* **SET TASK 1**
Answer these questions about the book review text:
(a) What does Boyce say his book is not?
(b) What kind of history does Boyce suggest his work really is?
(c) What do the author's extensive appendices describe?

While Boyce never forgets the impact of European arrival on the aboriginal people who lived in Van Diemen's Land, he explains that his book is "not an Aboriginal history", it "does not pretend to describe Aboriginal culture, strategy or political organisation", the focus is on the convicts and the society they created. Of course this does mean talking about relations with the Aboriginal people and their later systematic destruction. Boyce suggest his work is really a "environmental history", because it's "primary interest is how the environment changed" the settlers. Wary that this summary could be interpreted as me saying Boyce doesn't devote enough time to the Aboriginal people, I should emphasise that the author's extensive appendices describe the genocide in detail and how it arose out of the interests of the new ruling class in Van Diemen's Land / Tasmania and the interests of British colonial rule.

* **SET TASK 2**
Rewrite the part of the entries that opens with the line containing "ping green grass patch" and runs through the end of the entries, swapping "dead twig" for "fallen branch" and leaving everything else unchanged.

* **SUPPLIED DATA**
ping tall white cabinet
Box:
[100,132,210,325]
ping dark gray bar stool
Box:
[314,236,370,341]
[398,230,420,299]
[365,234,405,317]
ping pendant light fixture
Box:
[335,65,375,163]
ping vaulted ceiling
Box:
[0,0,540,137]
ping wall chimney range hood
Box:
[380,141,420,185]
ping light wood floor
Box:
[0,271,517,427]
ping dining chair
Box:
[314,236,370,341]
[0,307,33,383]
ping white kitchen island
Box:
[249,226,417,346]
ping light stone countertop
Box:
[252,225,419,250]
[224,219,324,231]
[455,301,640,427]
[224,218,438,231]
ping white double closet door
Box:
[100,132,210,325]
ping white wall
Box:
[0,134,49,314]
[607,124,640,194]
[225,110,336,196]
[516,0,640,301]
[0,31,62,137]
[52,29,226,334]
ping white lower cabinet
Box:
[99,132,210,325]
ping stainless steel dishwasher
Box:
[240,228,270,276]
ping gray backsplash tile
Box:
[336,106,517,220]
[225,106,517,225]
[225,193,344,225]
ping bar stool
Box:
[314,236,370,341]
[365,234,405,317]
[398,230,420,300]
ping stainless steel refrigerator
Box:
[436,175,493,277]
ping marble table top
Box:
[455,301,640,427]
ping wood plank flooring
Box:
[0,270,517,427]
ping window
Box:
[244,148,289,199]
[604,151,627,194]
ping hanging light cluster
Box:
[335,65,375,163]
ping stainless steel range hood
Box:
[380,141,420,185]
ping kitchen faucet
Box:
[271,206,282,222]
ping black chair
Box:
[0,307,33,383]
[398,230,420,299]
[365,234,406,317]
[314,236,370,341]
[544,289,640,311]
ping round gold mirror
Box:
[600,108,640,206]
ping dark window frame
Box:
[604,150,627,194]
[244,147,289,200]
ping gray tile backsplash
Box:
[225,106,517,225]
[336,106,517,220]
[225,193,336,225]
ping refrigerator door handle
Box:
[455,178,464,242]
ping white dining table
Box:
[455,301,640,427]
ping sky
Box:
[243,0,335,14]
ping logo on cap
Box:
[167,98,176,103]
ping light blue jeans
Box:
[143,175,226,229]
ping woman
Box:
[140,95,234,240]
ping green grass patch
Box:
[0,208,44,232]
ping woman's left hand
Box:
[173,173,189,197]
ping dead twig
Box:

* **TASK OUTPUT 1**
(a) It is "not an Aboriginal history."
(b) An "environmental history."
(c) They describe the genocide in detail and how it arose out of the interests of the new ruling class in Van Diemen's Land / Tasmania and the interests of British colonial rule.

* **TASK OUTPUT 2**
ping green grass patch
Box:
[0,208,44,232]
ping woman's left hand
Box:
[173,173,189,197]
ping fallen branch
Box:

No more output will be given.